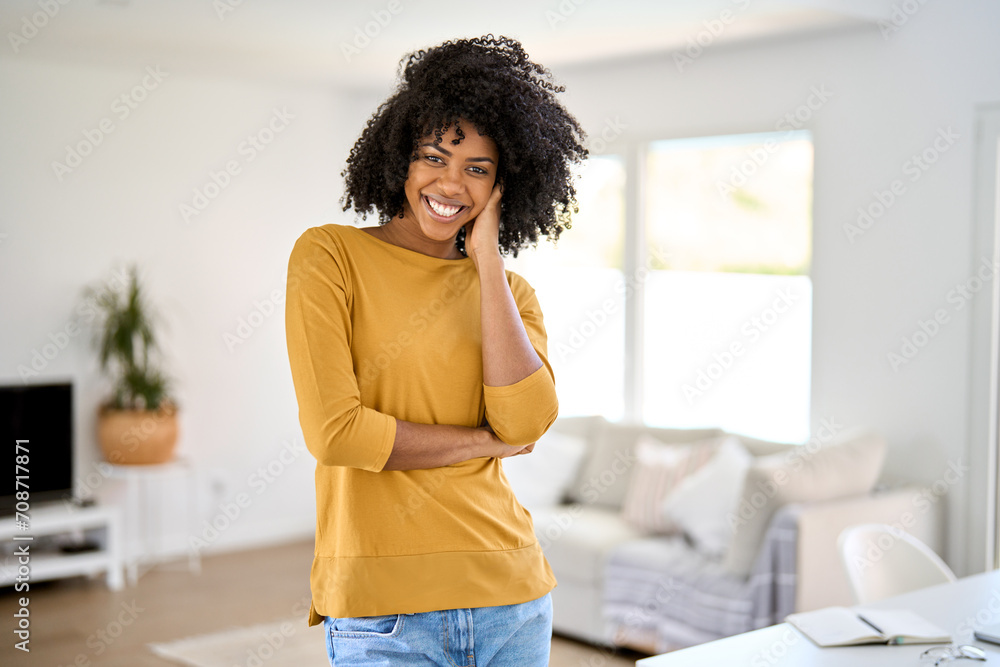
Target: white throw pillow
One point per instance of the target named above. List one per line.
(540, 479)
(849, 465)
(704, 500)
(659, 469)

◇ ◇ ◇ ◇ ◇ ◇ ◇

■ Task details
Print the listing above word for word, omitting the picture.

■ Problem solution
Target: white throw pillow
One point per instance of the target named above. List one per line.
(540, 479)
(849, 465)
(704, 500)
(659, 469)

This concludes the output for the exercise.